§ **Record list**
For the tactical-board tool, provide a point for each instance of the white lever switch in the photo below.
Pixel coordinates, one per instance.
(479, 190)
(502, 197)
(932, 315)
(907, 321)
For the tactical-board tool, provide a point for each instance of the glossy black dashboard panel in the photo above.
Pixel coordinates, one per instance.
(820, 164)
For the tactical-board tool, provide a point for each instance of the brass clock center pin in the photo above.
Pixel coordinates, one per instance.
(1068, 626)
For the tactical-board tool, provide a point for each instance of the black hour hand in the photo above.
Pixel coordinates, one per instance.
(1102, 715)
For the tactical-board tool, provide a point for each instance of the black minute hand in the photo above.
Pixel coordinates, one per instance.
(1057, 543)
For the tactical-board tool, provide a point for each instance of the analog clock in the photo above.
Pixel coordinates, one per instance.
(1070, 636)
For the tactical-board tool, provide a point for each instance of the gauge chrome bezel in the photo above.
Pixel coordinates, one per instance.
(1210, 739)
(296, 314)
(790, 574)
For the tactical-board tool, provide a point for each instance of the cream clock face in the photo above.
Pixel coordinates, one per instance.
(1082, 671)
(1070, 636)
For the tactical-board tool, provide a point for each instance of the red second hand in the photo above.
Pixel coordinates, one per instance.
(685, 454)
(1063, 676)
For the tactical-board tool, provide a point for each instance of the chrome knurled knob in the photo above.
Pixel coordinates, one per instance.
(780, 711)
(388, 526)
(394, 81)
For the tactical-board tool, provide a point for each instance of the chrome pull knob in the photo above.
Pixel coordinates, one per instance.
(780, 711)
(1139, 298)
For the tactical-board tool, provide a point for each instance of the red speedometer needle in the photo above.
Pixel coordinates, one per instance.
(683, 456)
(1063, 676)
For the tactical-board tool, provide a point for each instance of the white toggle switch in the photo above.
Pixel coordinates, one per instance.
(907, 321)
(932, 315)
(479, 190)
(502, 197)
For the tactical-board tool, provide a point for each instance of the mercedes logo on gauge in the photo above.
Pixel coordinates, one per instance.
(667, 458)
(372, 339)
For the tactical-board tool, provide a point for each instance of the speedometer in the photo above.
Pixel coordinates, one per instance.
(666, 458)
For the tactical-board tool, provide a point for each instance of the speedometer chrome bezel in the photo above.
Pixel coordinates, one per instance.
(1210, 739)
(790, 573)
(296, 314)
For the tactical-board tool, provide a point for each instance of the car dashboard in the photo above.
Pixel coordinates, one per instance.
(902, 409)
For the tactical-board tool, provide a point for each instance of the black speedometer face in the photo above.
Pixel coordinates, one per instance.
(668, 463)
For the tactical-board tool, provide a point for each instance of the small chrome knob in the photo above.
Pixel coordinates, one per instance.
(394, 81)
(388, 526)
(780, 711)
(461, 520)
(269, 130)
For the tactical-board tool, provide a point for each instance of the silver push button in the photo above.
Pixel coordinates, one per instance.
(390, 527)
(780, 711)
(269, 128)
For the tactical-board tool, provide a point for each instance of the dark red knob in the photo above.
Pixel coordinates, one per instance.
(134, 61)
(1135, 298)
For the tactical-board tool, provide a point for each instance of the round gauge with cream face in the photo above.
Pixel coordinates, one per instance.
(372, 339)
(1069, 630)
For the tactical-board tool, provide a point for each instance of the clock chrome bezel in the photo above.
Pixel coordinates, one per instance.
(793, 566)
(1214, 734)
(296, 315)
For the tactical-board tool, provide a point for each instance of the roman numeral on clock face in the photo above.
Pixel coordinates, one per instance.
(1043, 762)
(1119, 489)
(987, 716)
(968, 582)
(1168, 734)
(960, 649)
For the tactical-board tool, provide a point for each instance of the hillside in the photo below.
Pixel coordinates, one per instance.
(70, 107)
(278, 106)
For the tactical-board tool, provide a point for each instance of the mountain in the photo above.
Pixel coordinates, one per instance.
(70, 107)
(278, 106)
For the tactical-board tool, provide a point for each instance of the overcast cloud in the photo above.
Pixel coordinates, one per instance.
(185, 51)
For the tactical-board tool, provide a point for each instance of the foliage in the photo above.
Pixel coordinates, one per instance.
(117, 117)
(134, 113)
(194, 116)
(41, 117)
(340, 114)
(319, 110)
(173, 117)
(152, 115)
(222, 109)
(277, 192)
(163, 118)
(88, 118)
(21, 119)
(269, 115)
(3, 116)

---

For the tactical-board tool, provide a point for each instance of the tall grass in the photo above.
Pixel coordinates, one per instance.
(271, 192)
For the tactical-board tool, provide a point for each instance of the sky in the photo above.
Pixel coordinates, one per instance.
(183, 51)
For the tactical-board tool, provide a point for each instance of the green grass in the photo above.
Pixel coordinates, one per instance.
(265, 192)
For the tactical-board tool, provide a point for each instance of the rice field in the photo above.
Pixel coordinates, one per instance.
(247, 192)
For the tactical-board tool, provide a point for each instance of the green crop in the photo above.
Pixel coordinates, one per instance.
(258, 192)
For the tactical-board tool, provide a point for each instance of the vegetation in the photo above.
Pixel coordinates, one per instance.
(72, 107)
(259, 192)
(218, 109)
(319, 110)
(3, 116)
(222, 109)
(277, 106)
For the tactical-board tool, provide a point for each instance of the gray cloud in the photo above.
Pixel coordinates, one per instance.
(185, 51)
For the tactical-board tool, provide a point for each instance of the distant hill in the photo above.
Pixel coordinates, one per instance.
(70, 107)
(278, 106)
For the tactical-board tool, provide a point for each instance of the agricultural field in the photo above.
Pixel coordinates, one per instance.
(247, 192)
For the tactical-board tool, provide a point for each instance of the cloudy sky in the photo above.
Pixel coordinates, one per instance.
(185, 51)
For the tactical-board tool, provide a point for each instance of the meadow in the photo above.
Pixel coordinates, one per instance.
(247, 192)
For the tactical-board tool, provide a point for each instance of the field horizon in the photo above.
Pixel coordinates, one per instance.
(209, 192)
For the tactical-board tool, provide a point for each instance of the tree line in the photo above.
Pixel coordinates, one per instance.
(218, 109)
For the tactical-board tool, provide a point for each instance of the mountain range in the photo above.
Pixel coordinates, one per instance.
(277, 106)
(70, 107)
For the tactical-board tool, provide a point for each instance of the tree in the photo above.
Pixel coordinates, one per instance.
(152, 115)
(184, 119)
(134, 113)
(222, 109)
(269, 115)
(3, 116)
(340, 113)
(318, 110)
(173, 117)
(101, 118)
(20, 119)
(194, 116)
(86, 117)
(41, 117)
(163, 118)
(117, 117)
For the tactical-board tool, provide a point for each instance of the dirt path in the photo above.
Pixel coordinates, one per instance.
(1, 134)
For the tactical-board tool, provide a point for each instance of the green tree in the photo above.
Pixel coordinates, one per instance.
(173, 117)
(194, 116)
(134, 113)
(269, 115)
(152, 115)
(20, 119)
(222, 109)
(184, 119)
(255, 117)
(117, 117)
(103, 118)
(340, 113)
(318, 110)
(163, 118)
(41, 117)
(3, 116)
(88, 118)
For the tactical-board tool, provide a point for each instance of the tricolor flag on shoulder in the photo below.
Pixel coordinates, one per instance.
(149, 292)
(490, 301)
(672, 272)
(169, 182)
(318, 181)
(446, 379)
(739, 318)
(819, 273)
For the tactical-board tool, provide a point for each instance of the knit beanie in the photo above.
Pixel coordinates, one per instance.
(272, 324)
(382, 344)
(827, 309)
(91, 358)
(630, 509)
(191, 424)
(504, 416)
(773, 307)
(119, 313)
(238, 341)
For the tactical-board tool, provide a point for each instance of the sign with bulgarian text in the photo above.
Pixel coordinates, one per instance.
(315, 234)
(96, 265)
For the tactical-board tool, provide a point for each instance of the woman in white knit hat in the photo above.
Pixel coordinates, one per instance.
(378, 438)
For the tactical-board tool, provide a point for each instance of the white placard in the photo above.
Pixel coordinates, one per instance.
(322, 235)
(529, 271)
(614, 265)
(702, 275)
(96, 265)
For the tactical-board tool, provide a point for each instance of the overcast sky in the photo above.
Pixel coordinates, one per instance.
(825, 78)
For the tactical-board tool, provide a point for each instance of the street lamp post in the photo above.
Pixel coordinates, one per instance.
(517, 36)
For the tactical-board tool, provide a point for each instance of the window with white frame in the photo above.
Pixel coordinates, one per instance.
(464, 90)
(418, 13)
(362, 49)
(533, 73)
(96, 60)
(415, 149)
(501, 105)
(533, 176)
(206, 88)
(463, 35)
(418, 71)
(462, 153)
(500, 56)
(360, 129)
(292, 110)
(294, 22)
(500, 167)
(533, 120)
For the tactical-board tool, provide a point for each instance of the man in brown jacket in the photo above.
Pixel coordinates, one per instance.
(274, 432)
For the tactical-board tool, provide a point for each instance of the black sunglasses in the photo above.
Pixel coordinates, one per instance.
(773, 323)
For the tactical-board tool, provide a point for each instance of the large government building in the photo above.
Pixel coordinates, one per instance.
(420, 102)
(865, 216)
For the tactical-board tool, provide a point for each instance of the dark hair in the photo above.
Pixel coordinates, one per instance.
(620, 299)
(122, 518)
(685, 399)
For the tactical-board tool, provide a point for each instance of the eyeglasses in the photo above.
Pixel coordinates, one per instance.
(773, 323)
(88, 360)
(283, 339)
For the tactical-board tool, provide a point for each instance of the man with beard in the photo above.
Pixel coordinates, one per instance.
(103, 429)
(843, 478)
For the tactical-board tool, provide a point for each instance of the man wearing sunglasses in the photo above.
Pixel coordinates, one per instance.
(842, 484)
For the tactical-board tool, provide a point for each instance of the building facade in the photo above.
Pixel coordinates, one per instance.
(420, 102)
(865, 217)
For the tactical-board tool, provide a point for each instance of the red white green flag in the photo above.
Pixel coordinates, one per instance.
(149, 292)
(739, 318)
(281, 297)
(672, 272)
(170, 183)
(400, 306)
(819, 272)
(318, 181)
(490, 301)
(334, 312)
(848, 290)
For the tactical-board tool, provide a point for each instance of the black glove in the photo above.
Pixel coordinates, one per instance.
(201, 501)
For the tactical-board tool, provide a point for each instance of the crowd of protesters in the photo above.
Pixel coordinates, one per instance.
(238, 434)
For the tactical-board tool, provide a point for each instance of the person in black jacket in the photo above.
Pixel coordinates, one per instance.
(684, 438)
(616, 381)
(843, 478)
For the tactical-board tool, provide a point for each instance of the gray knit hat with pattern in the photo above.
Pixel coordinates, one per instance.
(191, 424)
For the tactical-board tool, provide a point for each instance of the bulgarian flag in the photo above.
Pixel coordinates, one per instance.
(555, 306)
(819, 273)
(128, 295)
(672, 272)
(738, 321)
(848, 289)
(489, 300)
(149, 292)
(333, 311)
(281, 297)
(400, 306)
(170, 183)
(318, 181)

---

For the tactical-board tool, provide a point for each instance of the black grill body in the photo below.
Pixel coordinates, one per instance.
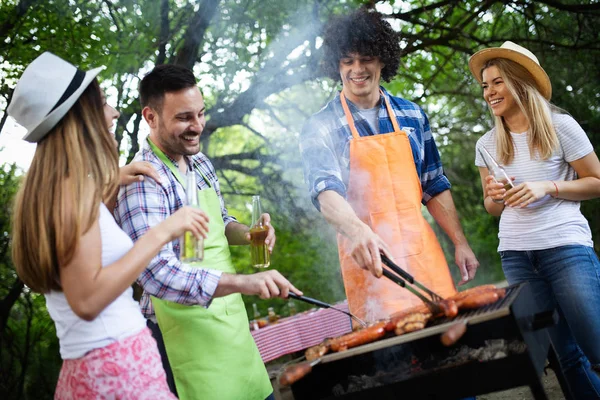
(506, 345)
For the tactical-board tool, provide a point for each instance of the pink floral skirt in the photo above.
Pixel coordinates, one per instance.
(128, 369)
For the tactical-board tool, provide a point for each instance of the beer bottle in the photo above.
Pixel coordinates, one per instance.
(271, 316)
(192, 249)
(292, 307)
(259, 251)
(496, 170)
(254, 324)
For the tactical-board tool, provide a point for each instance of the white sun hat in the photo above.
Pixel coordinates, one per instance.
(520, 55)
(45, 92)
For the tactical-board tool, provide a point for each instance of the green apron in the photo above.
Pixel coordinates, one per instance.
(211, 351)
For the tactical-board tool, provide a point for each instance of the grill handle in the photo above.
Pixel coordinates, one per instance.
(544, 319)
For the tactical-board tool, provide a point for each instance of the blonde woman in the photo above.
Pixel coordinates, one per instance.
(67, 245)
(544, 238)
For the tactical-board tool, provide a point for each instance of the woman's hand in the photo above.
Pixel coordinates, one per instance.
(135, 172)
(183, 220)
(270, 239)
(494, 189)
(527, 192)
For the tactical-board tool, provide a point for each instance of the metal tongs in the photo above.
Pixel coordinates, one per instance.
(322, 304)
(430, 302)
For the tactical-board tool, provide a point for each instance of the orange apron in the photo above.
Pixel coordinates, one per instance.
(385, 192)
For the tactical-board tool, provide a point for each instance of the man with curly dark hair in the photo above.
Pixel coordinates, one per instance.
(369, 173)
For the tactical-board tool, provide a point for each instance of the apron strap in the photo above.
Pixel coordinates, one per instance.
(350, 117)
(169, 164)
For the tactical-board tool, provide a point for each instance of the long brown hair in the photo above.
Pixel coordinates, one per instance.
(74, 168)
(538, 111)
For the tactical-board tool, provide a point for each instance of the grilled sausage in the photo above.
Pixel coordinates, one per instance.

§ **Exercise requirements**
Pick out every line in the three blocks above that contains the word "building", and copy each one. Case counts.

§ **Exercise answer**
For the tactical-board tool, provide a point for each instance of the large government building in the photo above.
For the tactical-board tool, provide a point for each instance of the building facade in the photo above.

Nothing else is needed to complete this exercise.